◆ Goal of the exercise: List each line in the listing below that contains the string "tail", matching its case exactly.

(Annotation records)

········

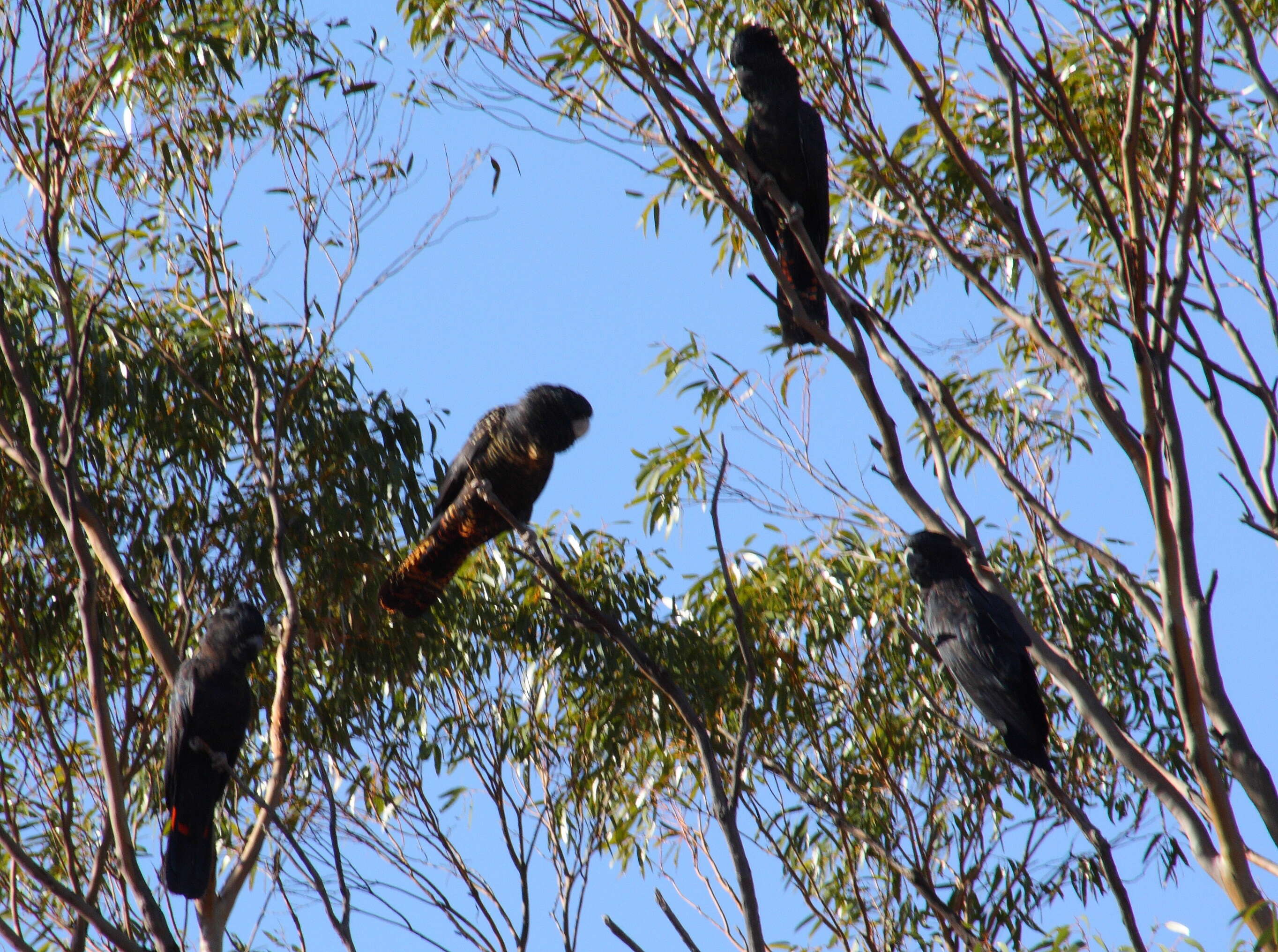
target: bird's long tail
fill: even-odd
[[[817,280],[817,274],[808,264],[808,257],[803,253],[799,241],[786,230],[781,237],[781,247],[777,250],[777,260],[786,279],[799,292],[803,301],[803,310],[808,313],[808,320],[819,325],[823,330],[829,330],[829,315],[826,310],[826,292]],[[815,338],[804,328],[800,328],[794,319],[790,299],[785,289],[777,284],[777,319],[781,322],[781,339],[787,344],[814,344]]]
[[[164,855],[164,884],[169,892],[198,900],[213,875],[213,824],[199,828],[178,820],[178,811],[169,816],[169,846]]]
[[[377,592],[382,608],[417,618],[440,600],[470,553],[509,528],[506,521],[478,496],[477,486],[468,484],[443,516],[431,525],[426,539],[382,582]]]
[[[440,600],[469,554],[468,550],[455,549],[451,555],[460,558],[449,558],[446,546],[441,546],[436,536],[428,535],[382,582],[377,592],[378,604],[387,612],[401,612],[409,618],[419,617]]]

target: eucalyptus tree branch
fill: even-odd
[[[661,894],[661,889],[653,889],[653,893],[657,897],[657,905],[661,906],[661,911],[666,914],[666,919],[668,919],[670,924],[675,926],[675,932],[679,933],[679,938],[681,938],[684,944],[688,946],[688,952],[702,952],[697,948],[697,943],[693,942],[693,937],[688,934],[688,929],[685,929],[684,924],[679,921],[679,916],[675,915],[675,910],[672,910],[666,902],[666,897]]]
[[[323,911],[325,915],[328,916],[328,924],[332,926],[332,930],[337,933],[337,937],[341,939],[341,944],[348,949],[348,952],[355,952],[355,943],[350,935],[350,893],[344,891],[343,915],[339,917],[332,908],[332,900],[328,897],[328,889],[325,887],[323,877],[320,875],[320,870],[314,868],[311,857],[307,856],[307,851],[302,848],[296,837],[293,836],[293,830],[289,829],[289,824],[280,818],[276,809],[263,800],[258,792],[253,789],[252,782],[240,775],[225,758],[219,759],[217,752],[204,742],[203,737],[193,737],[190,740],[190,747],[207,754],[213,761],[213,768],[224,770],[227,777],[235,781],[235,786],[248,795],[249,800],[257,805],[257,809],[266,815],[277,830],[280,830],[284,836],[285,843],[293,852],[294,859],[296,859],[298,864],[311,878],[311,884],[314,887],[316,893],[320,896],[320,901],[323,903]]]
[[[8,278],[5,279],[8,284]],[[38,461],[40,486],[58,514],[63,531],[72,548],[78,569],[75,589],[77,610],[81,619],[81,635],[84,642],[84,658],[89,685],[89,701],[93,713],[95,740],[98,747],[98,763],[105,786],[107,813],[111,818],[111,832],[115,839],[120,871],[129,889],[142,906],[142,915],[156,943],[166,952],[176,952],[178,944],[169,929],[164,911],[156,902],[146,877],[138,866],[133,845],[128,810],[124,805],[125,786],[120,775],[120,765],[115,750],[115,737],[111,729],[110,704],[106,696],[102,667],[102,642],[97,624],[97,572],[92,555],[86,546],[79,520],[70,504],[78,493],[75,484],[75,440],[78,425],[68,418],[61,421],[64,452],[59,464],[55,464],[50,447],[46,443],[46,430],[40,412],[40,402],[27,375],[13,337],[9,333],[4,292],[0,288],[0,354],[3,354],[9,376],[18,389],[31,450]],[[60,476],[59,476],[60,473]]]
[[[723,787],[723,770],[720,766],[718,754],[714,750],[714,741],[702,715],[693,705],[691,699],[689,699],[688,694],[671,673],[644,651],[616,618],[602,612],[564,577],[564,573],[542,551],[533,530],[527,522],[516,518],[506,508],[496,493],[492,491],[492,486],[487,480],[469,484],[463,491],[474,493],[483,499],[523,539],[528,548],[516,549],[516,551],[551,580],[565,615],[574,624],[594,631],[597,635],[611,641],[679,713],[684,726],[693,734],[702,763],[702,778],[705,783],[711,809],[727,842],[728,855],[732,860],[732,869],[736,874],[739,887],[736,898],[745,920],[746,948],[749,952],[766,952],[767,942],[763,938],[763,924],[759,917],[759,898],[755,891],[754,873],[750,869],[750,860],[745,853],[745,842],[737,827],[737,805],[730,800]]]
[[[909,633],[914,644],[921,647],[933,662],[942,665],[944,664],[941,659],[941,653],[937,651],[935,645],[929,639],[923,637],[923,635],[904,618],[897,618],[896,621],[901,630]],[[932,709],[933,714],[948,722],[950,726],[962,733],[969,742],[976,745],[987,754],[998,758],[1010,766],[1028,770],[1028,773],[1052,795],[1066,815],[1074,821],[1074,825],[1079,828],[1082,836],[1088,838],[1088,842],[1091,843],[1093,848],[1095,848],[1097,857],[1100,860],[1100,870],[1105,877],[1105,882],[1109,884],[1109,892],[1113,894],[1114,902],[1118,903],[1118,912],[1122,916],[1123,926],[1127,929],[1127,938],[1131,939],[1132,949],[1135,949],[1135,952],[1145,952],[1145,940],[1140,934],[1140,923],[1136,921],[1136,914],[1131,906],[1131,897],[1127,894],[1127,885],[1123,883],[1122,875],[1118,873],[1118,864],[1114,862],[1113,847],[1111,847],[1109,841],[1105,839],[1104,834],[1091,821],[1091,818],[1088,816],[1077,801],[1070,796],[1070,793],[1049,772],[1040,766],[1026,765],[1008,754],[1005,749],[989,743],[984,737],[973,733],[951,718],[946,711],[932,704],[930,697],[924,696],[923,700],[924,704]]]
[[[125,952],[146,952],[143,946],[134,942],[128,934],[106,919],[95,903],[87,901],[83,896],[79,896],[72,889],[68,889],[51,873],[49,873],[49,870],[36,862],[36,860],[33,860],[31,855],[22,848],[18,841],[9,834],[9,829],[4,824],[0,824],[0,847],[4,847],[5,852],[9,853],[13,861],[22,868],[22,871],[31,877],[32,880],[35,880],[41,888],[47,889],[68,908],[74,910],[81,917],[92,923],[93,928],[102,933],[102,935],[110,939],[115,946]],[[174,943],[171,948],[178,949],[179,947]]]
[[[737,711],[736,741],[732,750],[732,768],[728,772],[730,787],[727,795],[728,807],[736,810],[741,798],[741,774],[745,761],[745,743],[750,736],[750,713],[754,704],[754,686],[759,678],[759,672],[754,664],[754,637],[745,622],[745,612],[736,596],[736,582],[728,571],[727,553],[723,550],[723,532],[718,521],[718,500],[723,489],[723,477],[727,476],[727,441],[720,434],[720,472],[714,480],[714,493],[711,496],[711,525],[714,527],[714,549],[718,551],[720,569],[723,572],[723,591],[727,595],[728,605],[732,608],[732,626],[736,628],[736,644],[741,650],[741,662],[745,665],[745,683],[741,686],[741,709]]]
[[[797,779],[791,777],[790,772],[786,770],[777,761],[772,760],[771,758],[762,758],[759,763],[763,765],[764,770],[773,774],[782,783],[785,783],[786,787],[789,787],[790,791],[795,796],[797,796],[808,807],[815,810],[823,816],[829,818],[829,820],[836,827],[838,827],[841,832],[846,833],[858,843],[864,846],[869,852],[874,853],[874,856],[878,859],[879,862],[882,862],[884,866],[891,869],[905,882],[912,885],[918,891],[919,896],[923,897],[923,901],[928,905],[928,908],[932,911],[932,915],[935,916],[938,923],[944,923],[955,933],[957,933],[958,937],[962,938],[967,948],[982,949],[982,952],[994,952],[993,946],[990,946],[982,937],[976,935],[976,933],[974,933],[971,928],[958,915],[958,911],[951,908],[950,903],[947,903],[944,900],[941,898],[941,894],[935,891],[935,887],[932,884],[932,877],[928,874],[925,869],[915,869],[914,866],[901,862],[901,860],[896,857],[892,850],[881,843],[866,830],[861,829],[855,823],[849,820],[843,815],[843,810],[840,806],[831,804],[828,800],[824,800],[823,797],[819,797],[812,791],[809,791],[806,787],[799,783]]]
[[[640,946],[638,942],[626,935],[625,929],[613,923],[610,916],[603,917],[603,924],[608,926],[608,932],[611,932],[613,935],[621,939],[621,944],[631,949],[631,952],[643,952],[643,946]]]
[[[1247,63],[1247,73],[1251,74],[1251,82],[1260,87],[1265,95],[1265,100],[1269,102],[1269,109],[1274,114],[1278,114],[1278,90],[1274,88],[1269,74],[1265,73],[1264,67],[1260,64],[1260,52],[1256,50],[1255,37],[1251,36],[1251,24],[1247,23],[1242,6],[1238,4],[1238,0],[1222,0],[1222,3],[1229,14],[1229,22],[1238,31],[1238,40],[1242,44],[1242,56]]]

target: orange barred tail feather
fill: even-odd
[[[496,509],[468,485],[427,530],[412,554],[382,582],[377,601],[387,612],[418,618],[429,609],[475,549],[509,528]]]
[[[212,824],[193,830],[178,821],[174,810],[169,819],[169,845],[164,855],[164,884],[171,893],[198,900],[213,875]]]
[[[777,261],[786,280],[799,292],[803,301],[803,310],[808,312],[808,320],[824,330],[829,330],[829,313],[826,310],[826,292],[817,279],[817,274],[808,264],[808,257],[803,253],[797,239],[789,233],[782,235],[781,247],[777,251]],[[814,344],[815,338],[804,328],[800,328],[794,319],[790,298],[785,289],[777,283],[777,320],[781,324],[781,339],[787,344]]]

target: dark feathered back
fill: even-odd
[[[736,31],[728,59],[746,101],[799,95],[799,70],[786,58],[777,35],[767,27],[749,23]]]
[[[562,453],[589,427],[594,408],[576,390],[538,384],[511,407],[507,426],[532,436],[542,447]]]
[[[906,540],[905,564],[910,577],[927,589],[942,578],[971,578],[971,566],[964,550],[941,532],[915,532]]]

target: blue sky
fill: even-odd
[[[391,37],[392,58],[409,64],[412,54],[390,4],[381,8],[376,23]],[[350,36],[363,36],[362,29],[357,22]],[[670,439],[675,426],[695,426],[690,401],[677,399],[674,390],[662,392],[659,372],[649,371],[648,365],[656,345],[682,343],[693,329],[712,349],[739,365],[774,372],[781,357],[766,352],[772,338],[764,330],[774,320],[771,303],[744,274],[730,276],[712,269],[712,235],[699,220],[672,207],[663,215],[659,237],[644,234],[638,228],[643,202],[626,191],[652,192],[656,183],[616,156],[512,131],[477,111],[442,109],[422,113],[414,122],[413,148],[418,163],[428,163],[427,171],[366,235],[363,273],[371,275],[396,253],[440,205],[449,156],[456,163],[468,150],[491,147],[504,173],[496,194],[489,194],[491,173],[482,168],[452,211],[455,221],[475,220],[459,226],[380,288],[344,329],[343,347],[369,362],[363,371],[366,383],[403,397],[419,415],[424,416],[428,406],[450,411],[450,425],[440,440],[445,457],[489,407],[516,399],[537,383],[574,386],[594,404],[594,425],[587,439],[560,458],[535,518],[570,512],[585,527],[607,527],[645,548],[666,549],[676,571],[704,569],[711,540],[705,518],[690,512],[668,539],[642,540],[640,513],[626,505],[635,493],[638,461],[631,449]],[[247,229],[270,228],[272,242],[286,247],[282,201],[277,211],[271,201],[249,202],[239,214]],[[288,297],[286,288],[279,293]],[[985,319],[979,303],[964,299],[957,289],[942,288],[924,296],[901,317],[901,326],[911,335],[939,342],[969,325],[980,326]],[[846,374],[822,357],[812,366],[822,452],[845,475],[863,479],[887,508],[900,512],[887,486],[868,472],[874,459],[866,439],[872,426]],[[895,386],[884,384],[884,394],[893,402],[897,420],[907,420]],[[1206,421],[1194,413],[1189,420],[1200,445],[1214,445]],[[769,476],[781,473],[774,453],[731,427],[728,440],[735,458]],[[1220,569],[1217,619],[1222,665],[1243,718],[1259,734],[1254,740],[1261,754],[1274,761],[1278,743],[1266,729],[1273,714],[1272,674],[1268,665],[1254,663],[1255,653],[1265,651],[1270,639],[1268,626],[1258,626],[1256,619],[1272,612],[1273,546],[1237,527],[1235,500],[1214,476],[1217,458],[1203,452],[1194,464],[1204,493],[1200,526],[1205,562]],[[988,476],[978,472],[965,491],[974,512],[989,507],[984,512],[994,526],[1003,525],[1006,500]],[[1088,527],[1085,535],[1121,536],[1148,549],[1143,507],[1130,471],[1105,452],[1076,458],[1065,477],[1063,498],[1076,525]],[[778,540],[762,528],[766,521],[772,520],[744,505],[728,505],[730,548],[751,534],[759,534],[759,545]],[[912,521],[905,525],[912,526]],[[1263,843],[1263,830],[1250,810],[1240,813]],[[475,836],[482,839],[479,825]],[[1137,852],[1120,853],[1120,866],[1128,878],[1141,865]],[[636,882],[633,873],[620,882],[607,882],[611,877],[604,871],[597,875],[592,887],[597,893],[587,914],[587,929],[593,933],[587,933],[583,948],[620,948],[598,925],[601,912],[633,928],[649,952],[670,947],[674,937],[663,921],[654,921],[651,882]],[[769,887],[780,883],[762,873],[760,879]],[[1228,903],[1196,868],[1169,892],[1150,871],[1132,887],[1132,900],[1141,923],[1185,923],[1208,948],[1223,948],[1233,935]],[[1047,920],[1067,923],[1080,910],[1077,903],[1062,902],[1056,912]],[[1094,903],[1086,914],[1112,942],[1118,939],[1118,920],[1108,900]],[[769,938],[797,938],[791,929],[799,915],[791,898],[771,889],[766,908]],[[317,921],[316,935],[323,929]],[[543,934],[547,942],[553,935],[548,928]],[[1173,938],[1162,933],[1168,943]],[[703,948],[721,946],[708,933],[704,939]]]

········

◆ Exercise answer:
target: bird's long tail
target: orange barred tail feather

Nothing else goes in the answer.